*** Opening of Excerpted records ***
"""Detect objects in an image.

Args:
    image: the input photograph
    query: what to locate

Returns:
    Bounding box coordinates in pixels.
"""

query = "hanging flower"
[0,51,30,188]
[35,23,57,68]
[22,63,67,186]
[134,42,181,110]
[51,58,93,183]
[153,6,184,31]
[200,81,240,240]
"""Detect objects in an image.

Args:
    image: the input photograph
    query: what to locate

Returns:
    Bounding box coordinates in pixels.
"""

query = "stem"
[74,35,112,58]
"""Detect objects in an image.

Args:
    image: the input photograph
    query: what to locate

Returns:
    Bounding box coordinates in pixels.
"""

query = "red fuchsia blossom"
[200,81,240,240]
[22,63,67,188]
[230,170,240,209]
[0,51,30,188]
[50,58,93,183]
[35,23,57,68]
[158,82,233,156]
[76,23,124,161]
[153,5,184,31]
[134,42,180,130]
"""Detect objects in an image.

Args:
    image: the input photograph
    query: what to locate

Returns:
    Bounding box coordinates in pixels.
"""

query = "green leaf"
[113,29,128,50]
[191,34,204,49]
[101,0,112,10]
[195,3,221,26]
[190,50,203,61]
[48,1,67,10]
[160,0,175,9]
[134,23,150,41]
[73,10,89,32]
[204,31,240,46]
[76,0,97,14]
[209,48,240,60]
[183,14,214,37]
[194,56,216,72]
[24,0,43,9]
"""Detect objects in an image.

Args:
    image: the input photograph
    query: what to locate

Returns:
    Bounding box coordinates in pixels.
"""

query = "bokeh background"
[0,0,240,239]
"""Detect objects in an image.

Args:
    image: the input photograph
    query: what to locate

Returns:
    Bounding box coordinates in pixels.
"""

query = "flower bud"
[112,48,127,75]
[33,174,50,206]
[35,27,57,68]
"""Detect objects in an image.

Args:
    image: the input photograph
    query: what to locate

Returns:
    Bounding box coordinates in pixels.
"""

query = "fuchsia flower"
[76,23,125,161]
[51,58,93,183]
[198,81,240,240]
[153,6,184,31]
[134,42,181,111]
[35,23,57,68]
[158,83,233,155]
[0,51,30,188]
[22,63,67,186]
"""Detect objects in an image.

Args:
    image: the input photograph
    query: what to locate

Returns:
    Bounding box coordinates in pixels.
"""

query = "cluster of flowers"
*** Close of Excerpted records ***
The task: The whole listing above should be copied out exactly, line by line.

Response to the exercise:
"""Detect objects in an image.

Args:
    image: the input photograph
    query: what to locate

Returns:
    Bounding box coordinates in pixels.
"""

query = "hanging flower"
[0,51,30,188]
[35,23,57,68]
[22,63,67,186]
[134,42,181,110]
[51,58,93,183]
[153,6,184,31]
[200,81,240,240]
"""Detect objects in an image.

Args:
    image: the input photograph
    query: what to locate

Returns:
    Bounding box coordinates in pixels.
"""

query = "stem"
[74,35,112,58]
"""Detect objects in an image.

Args:
    image: the input photograph
    query: what to locate

Returns:
    Bounding box coordinates in pixels.
"""

query = "red fuchsia blossom"
[200,81,240,240]
[22,63,67,188]
[230,170,240,209]
[0,51,30,188]
[50,58,93,183]
[35,23,57,68]
[158,82,233,156]
[76,23,124,161]
[153,5,184,31]
[134,42,180,130]
"""Detect objects in an image.

Args:
    image: the input photograph
    query: what to locate

Returns:
    Bounding box coordinates in pixels.
"""

query = "green leaf"
[113,29,128,50]
[191,34,204,49]
[101,0,112,10]
[195,3,221,26]
[190,50,203,61]
[48,1,67,10]
[160,0,175,9]
[134,23,150,41]
[73,10,89,32]
[204,31,240,46]
[76,0,97,14]
[209,48,240,60]
[183,14,214,37]
[194,56,216,72]
[24,0,43,9]
"""Detect objects in an image.

Args:
    image: the input photograph
    query: what to locate

Returns:
    Bounding box coordinates in pixels.
"""

query = "bokeh background"
[0,0,240,239]
"""Detect objects in an image.

Args:
    image: the input photograph
    query: what to locate

Returns:
    Bounding box coordinates in pixels.
"""

query = "flower bud"
[112,48,127,75]
[33,174,50,206]
[35,27,57,68]
"""Detect objects in an image.

Args:
    image: the input photograph
    query: what to locate

Returns:
    Bounding box coordinates in pixels.
"""

query = "fuchsia flower"
[76,23,125,161]
[51,58,93,183]
[198,81,240,240]
[153,6,184,31]
[134,42,181,111]
[35,23,57,68]
[158,83,233,155]
[0,51,30,188]
[22,63,67,186]
"""Detect objects in an image.

Args:
    image: the input photograph
    query: what to locate

Returns:
    Bounding box coordinates in pixels.
"""

query = "cluster of flowers"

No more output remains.